(SELECTED TEXT)
.....

The Data Healing Workbook: Introducing: 'Digital Attachment Styles'
This journal is for anyone who suffers from FOPO (the Fear of Posting Online). 27-page document + free Digital Attachment Styles pamphlet below.
Introduction
This workbook is for anyone who suffers from FOPO (the Fear of Posting Online).
I am someone who came of age online, and who has seen some of the best and worst parts of the internet as a result. A lot of us know that social media is making us spiral, become more self-conscious and more judgemental. It’s become commonplace for people to take extended social media breaks, but the platforms are designed to have us coming back for more: more validation, more visibility, more connection, more opportunity, more engagement – and, most recently, more devastation.
What happens if we think about our relationship to social media as just that: a relationship. As with any relationship, it has its highs and lows and is fundamentally built off of attachments. The majority of us use social media day-to-day, and over time have developed a relationship to unwritten social contracts.

.....

(YOUR GOAL) Continue the introduction to the workbook on digital attachment styles, beginning immediately after its final sentence.

Source records:
.....

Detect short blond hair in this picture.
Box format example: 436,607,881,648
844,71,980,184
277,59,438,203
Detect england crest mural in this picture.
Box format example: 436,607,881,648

.....

(OUTPUT)
Selfies are out, photo dumps are in.
Posing is out, blurry is in.
The rules are always changing. But who’s writing them, really?
This time last year, I started working on the Data Healing Journal. After years of spiraling on and about Instagram, I managed to land institutional support from Stanford’s Digital Civil Society Lab to put it all together. If you know me, you know how I feel about academia. I dropped out of Yale 7 years ago – largely because of data trauma – and my work since leaving college has revolved around grassroots spaces (which, to me, Instagram is part of – for better or for worse).
The journal was more or less finished by September, but just as I was gearing up to put it out in the world, the genocide in Gaza began and I put the project to the backburner out of necessity. Everything I thought about how leaving Instagram was essential for our liberation was challenged to its core, as people on the ground facing terror – from Gaza to Tigray – pleaded with the world to share about what was happening to them.
My conceptualization of Data Healing continues to evolve, and so will this document. The internet is always changing, but there are some things that stay the same: our longings for connection, our fears of being misunderstood, our frustrations at not being heard. I wrote this journal to try and honor the duality of it all; but most of all, I wrote it to try and look shame in the face, and ask that shame where it’s really coming from.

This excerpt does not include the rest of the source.